READING TEXT —
_ _ _ _ _ _ _

PhenoVision: Automated Plant Reproductive Phenology from Field Images

PhenoVision is a Vision Transformer (ViT-Large) model fine-tuned to detect flowers and fruits in plant photographs. It was trained on 1.5 million human-annotated iNaturalist images and has been used to generate over 30 million new phenology records across 119,000+ plant species, vastly expanding global coverage of plant reproductive phenology data.

	Flower	Fruit
Accuracy	98.0%	97.0%
Sensitivity	98.5%	84.2%
Specificity	97.2%	99.4%
Expert validation	98.6%	90.4%

Model Details

Model type: Multi-label image classification (sigmoid outputs)
Architecture: Vision Transformer Large (ViT-L/16), ~304M parameters
Input: 224 x 224 RGB images
Output: 2 logits (flower, fruit) — apply sigmoid for probabilities
Pretraining: PlantCLEF 2022 checkpoint ("virtual taxonomist" — trained on 2.9M plant species images)
Current version: v1.1.0
Model DOI: 10.57967/hf/7952
Developer: Phenobase
Repository: github.com/Phenobase/phenovision
License: MIT

Key Innovation: Virtual Taxonomist Pretraining

Instead of standard ImageNet pretraining, PhenoVision uses a ViT-Large checkpoint pretrained on the PlantCLEF 2022 dataset (2.9 million plant images for species classification). Since species classification relies heavily on recognizing reproductive structures (flowers, fruits), this domain-specific pretraining provides a strong initialization for phenology detection. Compared to ImageNet pretraining, PlantCLEF pretraining achieved:

Higher accuracy: TSS = 0.864 vs. 0.835
Faster convergence: Best epoch at 4 vs. 11

Intended Uses

Primary use: Detecting the presence of flowers and/or fruits in field photographs of plants.

Suitable for:

Automated phenology annotation of iNaturalist and other community science images
Large-scale phenology monitoring and climate change research
Generating presence-only reproductive phenology datasets
Integration with phenology databases (e.g., Phenobase, USA-NPN)

Out of scope:

Counting individual flowers or fruits
Distinguishing flower developmental stages (buds vs. open vs. senescent)

_ _ _ _ _ _ _

GIVEN REQUEST A — Report every line of the entries that contains the string "face".
The PhenoVision model description and the entries that follow it have no connection to each other.

_ _ _ _ _ _ _

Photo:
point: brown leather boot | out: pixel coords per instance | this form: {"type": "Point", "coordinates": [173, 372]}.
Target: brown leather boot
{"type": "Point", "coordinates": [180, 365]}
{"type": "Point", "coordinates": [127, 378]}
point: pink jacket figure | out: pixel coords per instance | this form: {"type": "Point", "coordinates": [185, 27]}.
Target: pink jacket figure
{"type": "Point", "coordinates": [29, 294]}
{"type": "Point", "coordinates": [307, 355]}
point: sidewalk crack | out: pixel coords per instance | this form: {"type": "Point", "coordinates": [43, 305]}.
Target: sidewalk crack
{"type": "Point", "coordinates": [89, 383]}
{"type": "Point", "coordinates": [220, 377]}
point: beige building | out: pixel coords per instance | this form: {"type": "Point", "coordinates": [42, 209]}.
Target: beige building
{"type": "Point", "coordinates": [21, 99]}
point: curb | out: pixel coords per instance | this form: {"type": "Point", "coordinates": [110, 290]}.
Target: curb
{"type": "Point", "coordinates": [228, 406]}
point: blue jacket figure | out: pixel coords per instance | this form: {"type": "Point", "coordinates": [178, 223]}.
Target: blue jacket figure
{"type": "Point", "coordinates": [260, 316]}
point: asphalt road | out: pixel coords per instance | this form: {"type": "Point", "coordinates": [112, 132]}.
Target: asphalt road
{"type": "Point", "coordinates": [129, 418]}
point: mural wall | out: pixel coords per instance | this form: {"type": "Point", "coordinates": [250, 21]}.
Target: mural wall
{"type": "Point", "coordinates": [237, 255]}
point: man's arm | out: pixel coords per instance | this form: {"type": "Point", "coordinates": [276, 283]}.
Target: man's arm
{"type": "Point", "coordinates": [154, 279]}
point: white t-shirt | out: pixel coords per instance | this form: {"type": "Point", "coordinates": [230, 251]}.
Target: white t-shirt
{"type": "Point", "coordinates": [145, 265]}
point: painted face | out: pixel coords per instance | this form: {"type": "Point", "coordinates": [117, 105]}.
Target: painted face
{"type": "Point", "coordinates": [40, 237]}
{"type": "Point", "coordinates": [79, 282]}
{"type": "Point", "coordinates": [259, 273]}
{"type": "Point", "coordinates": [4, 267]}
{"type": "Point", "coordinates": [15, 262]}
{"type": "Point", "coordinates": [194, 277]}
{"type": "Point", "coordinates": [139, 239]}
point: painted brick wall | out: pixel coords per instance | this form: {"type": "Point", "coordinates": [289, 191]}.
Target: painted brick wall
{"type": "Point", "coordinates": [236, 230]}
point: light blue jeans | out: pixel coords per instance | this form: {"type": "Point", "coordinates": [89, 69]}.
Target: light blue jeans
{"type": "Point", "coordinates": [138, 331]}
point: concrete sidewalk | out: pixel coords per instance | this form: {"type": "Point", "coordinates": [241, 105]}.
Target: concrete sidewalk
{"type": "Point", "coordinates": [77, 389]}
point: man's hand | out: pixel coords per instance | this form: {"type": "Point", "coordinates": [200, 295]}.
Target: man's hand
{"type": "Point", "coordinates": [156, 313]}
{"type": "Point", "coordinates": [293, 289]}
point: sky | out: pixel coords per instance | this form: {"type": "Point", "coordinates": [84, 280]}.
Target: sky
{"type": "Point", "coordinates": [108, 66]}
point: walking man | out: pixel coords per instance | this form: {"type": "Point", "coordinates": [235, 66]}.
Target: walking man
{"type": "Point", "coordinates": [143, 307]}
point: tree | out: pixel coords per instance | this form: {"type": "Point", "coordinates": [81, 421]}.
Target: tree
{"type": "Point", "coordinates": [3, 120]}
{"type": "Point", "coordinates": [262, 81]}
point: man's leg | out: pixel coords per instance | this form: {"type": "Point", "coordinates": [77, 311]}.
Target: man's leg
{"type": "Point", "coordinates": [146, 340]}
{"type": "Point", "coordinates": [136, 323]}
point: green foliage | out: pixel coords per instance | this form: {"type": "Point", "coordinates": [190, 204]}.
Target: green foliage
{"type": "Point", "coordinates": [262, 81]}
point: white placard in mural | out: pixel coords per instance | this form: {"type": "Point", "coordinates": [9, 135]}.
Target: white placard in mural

_ _ _ _ _ _ _

GIVEN REQUEST B — Continue the PhenoVision model description from the point at which it ends.

ANSWER A —
point: painted face | out: pixel coords per instance | this form: {"type": "Point", "coordinates": [117, 105]}.
Target: painted face

ANSWER B —
Detecting leaf phenology (use PhenoVisionL instead)
Identifying plant species (this is a phenology model, not a taxonomic classifier)

How to Use

from transformers import ViTForImageClassification, ViTImageProcessor
from PIL import Image
import torch

# Load model and processor
processor = ViTImageProcessor.from_pretrained("phenobase/phenovision")
model = ViTForImageClassification.from_pretrained("phenobase/phenovision")
model.eval()

# Run inference
image = Image.open("plant_photo.jpg").convert("RGB")
inputs = processor(images=image, return_tensors="pt")

with torch.no_grad():
    outputs = model(**inputs)
    probs = torch.sigmoid(outputs.logits)[0]

flower_prob = probs[0].item()
fruit_prob = probs[1].item()

print(f"Flower: {flower_prob:.3f}")
print(f"Fruit:  {fruit_prob:.3f}")

Applying Thresholds

Raw probabilities should be converted to detection calls using the optimized thresholds and uncertainty buffers provided as companion files. Predictions falling within the buffer zone are classified as "Equivocal" and should be excluded for research-quality outputs.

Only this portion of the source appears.